==== Listed entries ====

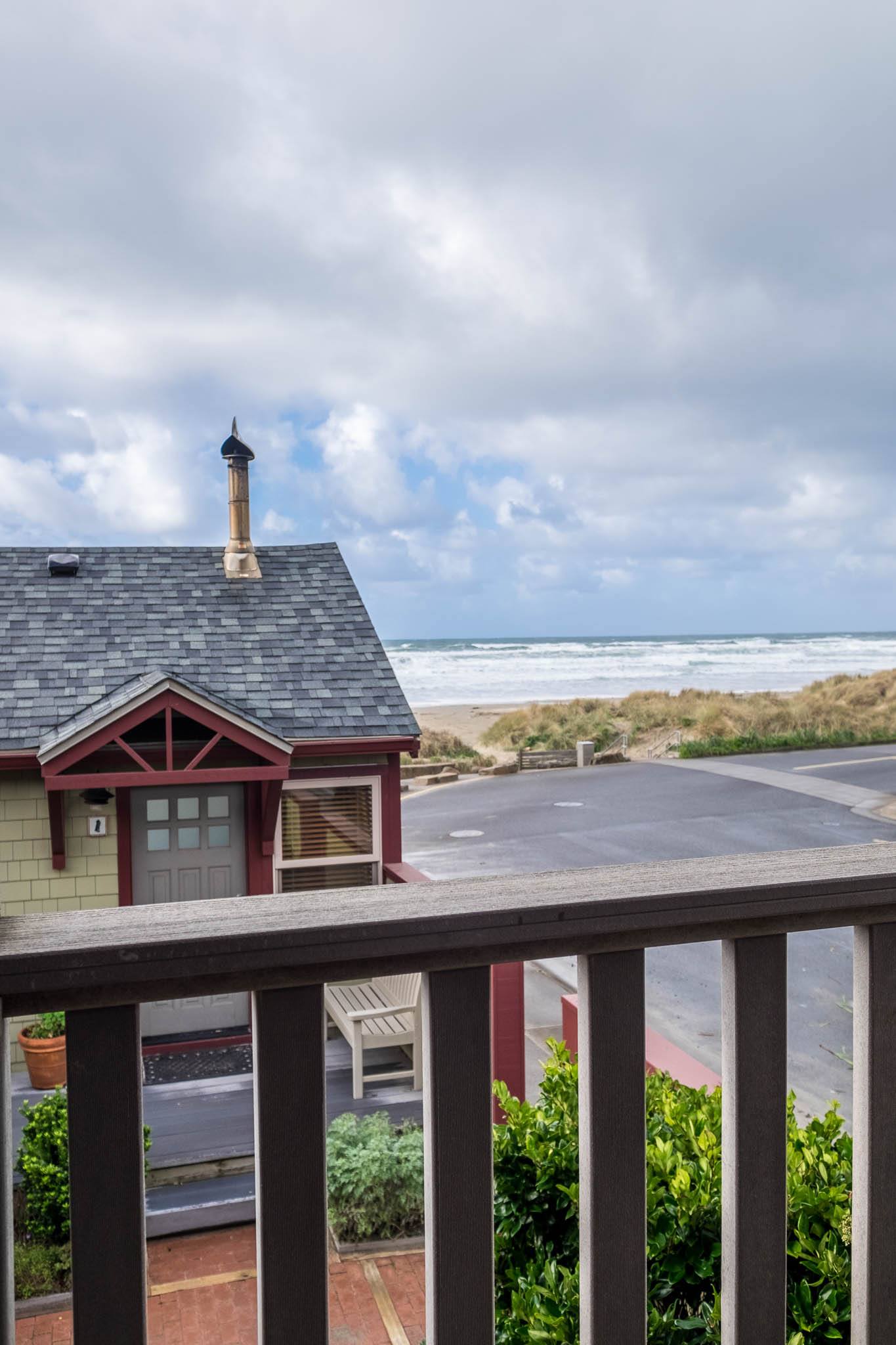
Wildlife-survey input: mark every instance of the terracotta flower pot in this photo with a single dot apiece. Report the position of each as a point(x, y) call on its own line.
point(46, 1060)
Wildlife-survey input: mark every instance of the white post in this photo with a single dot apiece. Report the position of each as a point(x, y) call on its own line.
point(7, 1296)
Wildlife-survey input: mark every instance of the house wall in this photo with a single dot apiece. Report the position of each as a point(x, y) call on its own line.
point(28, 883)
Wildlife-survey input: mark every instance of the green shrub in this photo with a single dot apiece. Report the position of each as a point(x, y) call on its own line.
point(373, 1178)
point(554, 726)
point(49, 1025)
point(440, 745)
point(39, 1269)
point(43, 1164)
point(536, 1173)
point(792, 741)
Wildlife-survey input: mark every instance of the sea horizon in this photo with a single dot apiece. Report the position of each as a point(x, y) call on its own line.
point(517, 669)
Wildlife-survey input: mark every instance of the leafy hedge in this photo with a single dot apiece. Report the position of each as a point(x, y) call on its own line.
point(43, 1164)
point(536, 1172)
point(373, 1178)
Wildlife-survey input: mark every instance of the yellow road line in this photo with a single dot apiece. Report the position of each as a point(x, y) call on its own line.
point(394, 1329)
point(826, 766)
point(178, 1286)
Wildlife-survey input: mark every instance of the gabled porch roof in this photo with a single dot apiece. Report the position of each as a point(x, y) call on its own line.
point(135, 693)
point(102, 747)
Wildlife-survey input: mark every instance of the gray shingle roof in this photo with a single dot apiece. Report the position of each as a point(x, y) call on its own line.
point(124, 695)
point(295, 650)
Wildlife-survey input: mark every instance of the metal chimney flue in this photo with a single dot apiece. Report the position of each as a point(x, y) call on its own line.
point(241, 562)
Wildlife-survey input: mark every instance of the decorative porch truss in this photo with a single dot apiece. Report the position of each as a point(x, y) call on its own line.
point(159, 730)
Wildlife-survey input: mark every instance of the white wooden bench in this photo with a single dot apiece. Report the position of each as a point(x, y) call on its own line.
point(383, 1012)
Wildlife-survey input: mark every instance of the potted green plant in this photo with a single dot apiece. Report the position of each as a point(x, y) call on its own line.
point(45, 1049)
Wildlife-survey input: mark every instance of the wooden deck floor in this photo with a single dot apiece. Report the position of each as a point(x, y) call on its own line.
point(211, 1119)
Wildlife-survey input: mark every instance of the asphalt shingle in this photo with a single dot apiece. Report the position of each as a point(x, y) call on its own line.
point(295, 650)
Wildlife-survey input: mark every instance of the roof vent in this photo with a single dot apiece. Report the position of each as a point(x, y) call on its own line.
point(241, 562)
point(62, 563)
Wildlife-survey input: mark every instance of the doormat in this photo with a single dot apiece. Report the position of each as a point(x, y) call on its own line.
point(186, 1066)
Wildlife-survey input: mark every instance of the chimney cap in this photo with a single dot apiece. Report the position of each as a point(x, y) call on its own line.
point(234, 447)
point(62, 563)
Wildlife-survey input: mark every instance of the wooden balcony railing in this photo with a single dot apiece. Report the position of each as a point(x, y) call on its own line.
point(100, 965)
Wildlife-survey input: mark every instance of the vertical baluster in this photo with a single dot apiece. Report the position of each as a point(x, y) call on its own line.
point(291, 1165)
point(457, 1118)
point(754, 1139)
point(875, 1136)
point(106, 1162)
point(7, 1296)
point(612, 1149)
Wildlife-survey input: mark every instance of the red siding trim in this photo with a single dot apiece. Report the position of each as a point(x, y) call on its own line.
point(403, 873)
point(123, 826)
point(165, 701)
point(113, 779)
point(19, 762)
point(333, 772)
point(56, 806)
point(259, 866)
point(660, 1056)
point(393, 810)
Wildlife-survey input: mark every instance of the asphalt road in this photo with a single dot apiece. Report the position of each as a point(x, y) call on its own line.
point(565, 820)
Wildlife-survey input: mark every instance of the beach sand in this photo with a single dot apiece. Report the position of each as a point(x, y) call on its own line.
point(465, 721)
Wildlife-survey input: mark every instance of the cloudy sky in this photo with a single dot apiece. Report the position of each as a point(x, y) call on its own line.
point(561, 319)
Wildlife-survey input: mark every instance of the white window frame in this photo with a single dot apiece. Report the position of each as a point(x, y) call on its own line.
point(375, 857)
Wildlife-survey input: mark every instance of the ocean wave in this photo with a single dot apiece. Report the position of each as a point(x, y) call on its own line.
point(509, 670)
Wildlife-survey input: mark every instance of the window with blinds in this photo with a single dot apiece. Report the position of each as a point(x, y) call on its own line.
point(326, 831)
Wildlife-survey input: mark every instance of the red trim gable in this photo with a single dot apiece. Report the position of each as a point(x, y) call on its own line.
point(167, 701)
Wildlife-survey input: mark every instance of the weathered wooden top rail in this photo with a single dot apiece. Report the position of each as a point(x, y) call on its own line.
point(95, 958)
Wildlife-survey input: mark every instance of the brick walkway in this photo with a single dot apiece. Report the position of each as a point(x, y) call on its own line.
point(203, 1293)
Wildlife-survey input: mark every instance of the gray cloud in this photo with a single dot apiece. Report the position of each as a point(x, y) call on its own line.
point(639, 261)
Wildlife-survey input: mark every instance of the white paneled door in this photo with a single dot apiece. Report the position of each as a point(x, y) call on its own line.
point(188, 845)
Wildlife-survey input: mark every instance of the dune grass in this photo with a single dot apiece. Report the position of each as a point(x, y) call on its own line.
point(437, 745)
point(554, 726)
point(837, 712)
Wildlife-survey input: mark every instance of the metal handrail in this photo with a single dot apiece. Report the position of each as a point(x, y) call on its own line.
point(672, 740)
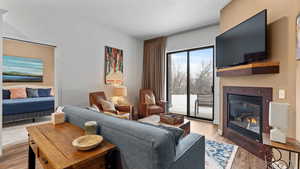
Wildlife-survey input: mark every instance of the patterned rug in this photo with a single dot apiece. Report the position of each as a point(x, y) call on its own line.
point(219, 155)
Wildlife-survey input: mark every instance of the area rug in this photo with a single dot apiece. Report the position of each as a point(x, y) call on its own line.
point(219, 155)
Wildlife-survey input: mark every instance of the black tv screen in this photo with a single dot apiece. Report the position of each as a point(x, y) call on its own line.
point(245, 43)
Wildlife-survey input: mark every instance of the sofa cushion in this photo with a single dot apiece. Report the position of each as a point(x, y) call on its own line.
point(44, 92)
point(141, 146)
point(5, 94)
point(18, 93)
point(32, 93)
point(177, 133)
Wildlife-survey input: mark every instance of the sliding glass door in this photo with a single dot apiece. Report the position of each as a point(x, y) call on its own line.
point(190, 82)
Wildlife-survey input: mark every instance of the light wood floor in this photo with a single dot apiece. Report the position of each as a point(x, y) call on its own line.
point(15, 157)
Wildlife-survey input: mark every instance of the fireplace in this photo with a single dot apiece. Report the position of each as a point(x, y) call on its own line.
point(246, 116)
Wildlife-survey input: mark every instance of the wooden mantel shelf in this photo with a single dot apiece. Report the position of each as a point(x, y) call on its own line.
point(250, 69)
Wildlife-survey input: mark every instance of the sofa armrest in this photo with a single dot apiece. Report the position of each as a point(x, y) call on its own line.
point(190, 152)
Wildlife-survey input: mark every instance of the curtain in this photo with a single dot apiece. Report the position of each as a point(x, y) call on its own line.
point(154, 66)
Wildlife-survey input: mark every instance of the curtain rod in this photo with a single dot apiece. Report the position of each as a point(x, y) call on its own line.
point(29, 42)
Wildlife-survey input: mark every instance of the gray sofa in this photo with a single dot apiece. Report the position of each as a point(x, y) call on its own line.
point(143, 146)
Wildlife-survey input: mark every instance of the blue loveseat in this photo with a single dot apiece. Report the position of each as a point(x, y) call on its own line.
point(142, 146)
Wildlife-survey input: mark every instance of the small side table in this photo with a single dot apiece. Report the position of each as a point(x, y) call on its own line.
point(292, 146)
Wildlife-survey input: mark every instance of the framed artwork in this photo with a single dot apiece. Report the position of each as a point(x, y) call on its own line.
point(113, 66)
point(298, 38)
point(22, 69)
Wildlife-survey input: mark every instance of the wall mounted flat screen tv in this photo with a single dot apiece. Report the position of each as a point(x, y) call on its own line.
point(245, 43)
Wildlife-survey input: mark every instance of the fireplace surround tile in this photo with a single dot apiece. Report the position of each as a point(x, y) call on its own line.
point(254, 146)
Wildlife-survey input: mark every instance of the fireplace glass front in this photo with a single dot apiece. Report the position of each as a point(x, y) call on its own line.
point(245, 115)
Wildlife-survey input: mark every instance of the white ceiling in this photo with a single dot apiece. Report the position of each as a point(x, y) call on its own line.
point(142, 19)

====

Aim | Starting at the line that contains "Wildlife-survey input: mark every instance of the white ceiling" and ending at the last line of the records, rewrite those lines as a numbered list, leaving out any blank lines.

The output |
1. Wildlife-survey input: mark every instance of the white ceiling in this photo with a single dot apiece. Report the position of each as a point(x, y) call on its own line.
2. point(142, 19)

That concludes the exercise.